(Dataset entries)
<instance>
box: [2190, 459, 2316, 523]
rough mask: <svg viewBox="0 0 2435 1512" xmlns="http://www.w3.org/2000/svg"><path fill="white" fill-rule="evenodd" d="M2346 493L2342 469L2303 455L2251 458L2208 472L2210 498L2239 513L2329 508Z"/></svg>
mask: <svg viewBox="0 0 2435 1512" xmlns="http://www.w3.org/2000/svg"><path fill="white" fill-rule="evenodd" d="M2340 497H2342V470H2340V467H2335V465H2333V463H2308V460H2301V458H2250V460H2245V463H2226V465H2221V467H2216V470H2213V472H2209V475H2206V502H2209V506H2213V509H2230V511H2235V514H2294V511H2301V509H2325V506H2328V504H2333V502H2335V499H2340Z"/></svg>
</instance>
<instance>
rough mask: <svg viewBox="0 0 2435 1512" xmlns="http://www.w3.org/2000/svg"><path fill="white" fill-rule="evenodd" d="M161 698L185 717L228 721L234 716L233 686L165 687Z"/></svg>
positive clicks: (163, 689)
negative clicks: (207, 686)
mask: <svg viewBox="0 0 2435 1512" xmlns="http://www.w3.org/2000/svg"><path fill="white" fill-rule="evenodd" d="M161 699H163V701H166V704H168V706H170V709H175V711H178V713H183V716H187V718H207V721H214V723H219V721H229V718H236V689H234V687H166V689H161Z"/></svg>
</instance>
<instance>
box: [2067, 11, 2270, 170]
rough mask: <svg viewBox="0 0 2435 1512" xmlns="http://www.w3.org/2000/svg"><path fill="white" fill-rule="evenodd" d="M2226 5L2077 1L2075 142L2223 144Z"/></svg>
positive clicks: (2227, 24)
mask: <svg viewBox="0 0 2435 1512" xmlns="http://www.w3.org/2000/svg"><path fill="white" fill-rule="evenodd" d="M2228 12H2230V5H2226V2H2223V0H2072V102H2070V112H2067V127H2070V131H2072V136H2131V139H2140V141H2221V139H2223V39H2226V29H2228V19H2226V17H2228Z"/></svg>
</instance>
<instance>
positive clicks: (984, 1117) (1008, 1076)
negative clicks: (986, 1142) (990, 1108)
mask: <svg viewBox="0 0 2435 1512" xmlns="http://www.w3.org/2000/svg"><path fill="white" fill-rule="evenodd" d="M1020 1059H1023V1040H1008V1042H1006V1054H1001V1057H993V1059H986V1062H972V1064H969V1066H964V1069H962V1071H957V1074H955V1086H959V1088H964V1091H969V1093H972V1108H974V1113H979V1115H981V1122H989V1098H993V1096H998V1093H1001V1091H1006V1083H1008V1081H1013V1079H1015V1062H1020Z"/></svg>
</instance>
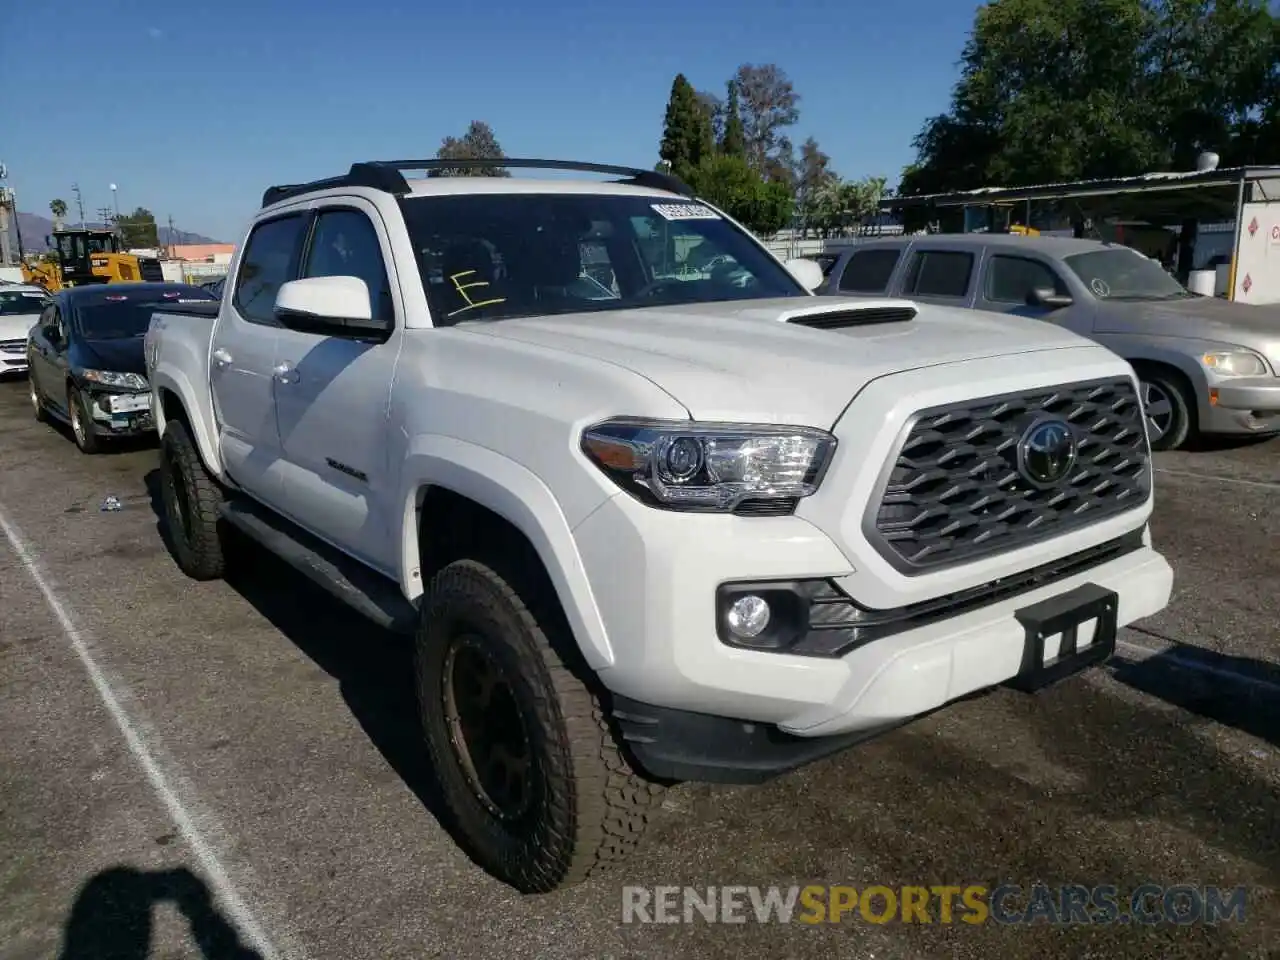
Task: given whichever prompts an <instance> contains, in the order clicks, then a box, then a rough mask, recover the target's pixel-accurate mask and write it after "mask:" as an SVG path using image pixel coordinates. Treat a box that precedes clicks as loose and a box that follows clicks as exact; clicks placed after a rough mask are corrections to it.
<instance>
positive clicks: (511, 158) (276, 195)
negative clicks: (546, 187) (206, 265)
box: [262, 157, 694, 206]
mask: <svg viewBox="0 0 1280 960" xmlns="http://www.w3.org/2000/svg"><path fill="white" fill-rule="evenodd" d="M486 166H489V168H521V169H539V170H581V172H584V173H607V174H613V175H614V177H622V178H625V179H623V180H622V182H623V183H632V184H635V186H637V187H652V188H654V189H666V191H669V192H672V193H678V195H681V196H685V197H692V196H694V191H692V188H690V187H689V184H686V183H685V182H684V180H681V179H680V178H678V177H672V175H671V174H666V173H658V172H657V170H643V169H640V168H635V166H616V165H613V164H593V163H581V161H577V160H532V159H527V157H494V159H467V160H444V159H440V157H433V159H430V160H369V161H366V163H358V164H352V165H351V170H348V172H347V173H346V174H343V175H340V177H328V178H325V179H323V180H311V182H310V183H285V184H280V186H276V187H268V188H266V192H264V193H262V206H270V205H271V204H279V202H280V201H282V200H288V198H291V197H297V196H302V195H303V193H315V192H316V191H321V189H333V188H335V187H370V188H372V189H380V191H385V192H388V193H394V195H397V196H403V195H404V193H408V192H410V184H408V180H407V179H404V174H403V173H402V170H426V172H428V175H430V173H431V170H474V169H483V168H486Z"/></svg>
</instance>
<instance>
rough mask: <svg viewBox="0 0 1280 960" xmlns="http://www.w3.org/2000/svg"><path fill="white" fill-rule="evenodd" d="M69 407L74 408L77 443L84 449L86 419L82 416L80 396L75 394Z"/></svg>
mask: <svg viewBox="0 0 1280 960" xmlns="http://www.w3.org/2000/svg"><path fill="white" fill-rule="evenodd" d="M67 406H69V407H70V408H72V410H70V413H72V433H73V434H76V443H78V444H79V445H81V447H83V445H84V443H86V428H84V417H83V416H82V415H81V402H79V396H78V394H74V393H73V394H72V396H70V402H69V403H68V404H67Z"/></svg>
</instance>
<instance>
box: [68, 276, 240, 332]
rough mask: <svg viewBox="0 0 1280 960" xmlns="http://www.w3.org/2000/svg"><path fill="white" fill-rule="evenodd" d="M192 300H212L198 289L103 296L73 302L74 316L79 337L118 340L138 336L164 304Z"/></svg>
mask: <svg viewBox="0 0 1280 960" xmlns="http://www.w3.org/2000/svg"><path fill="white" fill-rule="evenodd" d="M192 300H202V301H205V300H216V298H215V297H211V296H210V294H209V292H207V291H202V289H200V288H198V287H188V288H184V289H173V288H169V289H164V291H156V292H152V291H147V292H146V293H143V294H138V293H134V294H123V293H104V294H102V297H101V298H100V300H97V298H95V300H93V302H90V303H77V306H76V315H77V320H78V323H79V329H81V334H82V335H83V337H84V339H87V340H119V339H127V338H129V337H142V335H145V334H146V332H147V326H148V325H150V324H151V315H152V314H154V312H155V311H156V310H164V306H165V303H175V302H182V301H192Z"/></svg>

• **Work instruction**
Print the lines above from the one with "Task: given whichever" through the one with "negative clicks: (546, 187) (206, 265)", both included, exactly as written and nothing more.

• **Response to the exercise**
Task: given whichever prompts an <instance> contains, in the order clicks, then a box, then a rough mask, recover the target's pixel-accurate mask and write it after "mask:" as an SVG path using image pixel coordinates. Treat a box that precedes clicks as loose and a box that follows clicks as exact; clicks placed after a rough mask are corrections to it.
<instance>
positive clicks: (511, 158) (276, 195)
negative clicks: (546, 187) (206, 265)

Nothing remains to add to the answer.